## What is needed
Retype the passage of the 9/11 anniversary text starting at "Like every American, I’ll" and ending at "children about 9/11.", with no changes.

## Provided passage
------------------------------------
Ten Septembers have come and gone since that awful morning. But on this 10th anniversary of the 9/11 attacks, we are summoned once more to honor those we lost by keeping our country strong and true to their memory.

Over the coming days, we will remember nearly 3,000 innocent victims — fathers and mothers, sisters and brothers, sons and daughters who were simply going about their daily lives on a beautiful Tuesday morning. And we’ll talk to our children about what happened on that day, and what’s happened since.

Like every American, I’ll never forget how I heard the terrible news, on the car radio on my way to work in Chicago. Yet like a lot of younger Americans, our daughters have no memory of that day. Malia was just 3; Sasha was an infant. As they’ve grown, Michelle and I faced the same challenge as other parents in deciding how to talk with our children about 9/11.

One of the things we’ve told them is that the worst terrorist attack in American history also brought out the best in our country. Firefighters, police and first responders rushed into danger to save others. Americans came together in candlelight vigils, in our houses of worship and on the steps of the U.S. Capitol. Volunteers lined up to give blood and drove across the country to lend a hand. Schoolchildren donated their savings. Communities, faith groups and businesses collected food and clothing. We were united, as Americans.

This is the true spirit of America we must reclaim this anniversary — the ordinary goodness and patriotism of the American people and the unity that we needed to move forward together, as one nation.
------------------------------------
## Information supplied
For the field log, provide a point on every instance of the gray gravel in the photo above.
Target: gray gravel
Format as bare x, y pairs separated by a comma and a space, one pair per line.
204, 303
------------------------------------
## Task output
Like every American, I’ll never forget how I heard the terrible news, on the car radio on my way to work in Chicago. Yet like a lot of younger Americans, our daughters have no memory of that day. Malia was just 3; Sasha was an infant. As they’ve grown, Michelle and I faced the same challenge as other parents in deciding how to talk with our children about 9/11.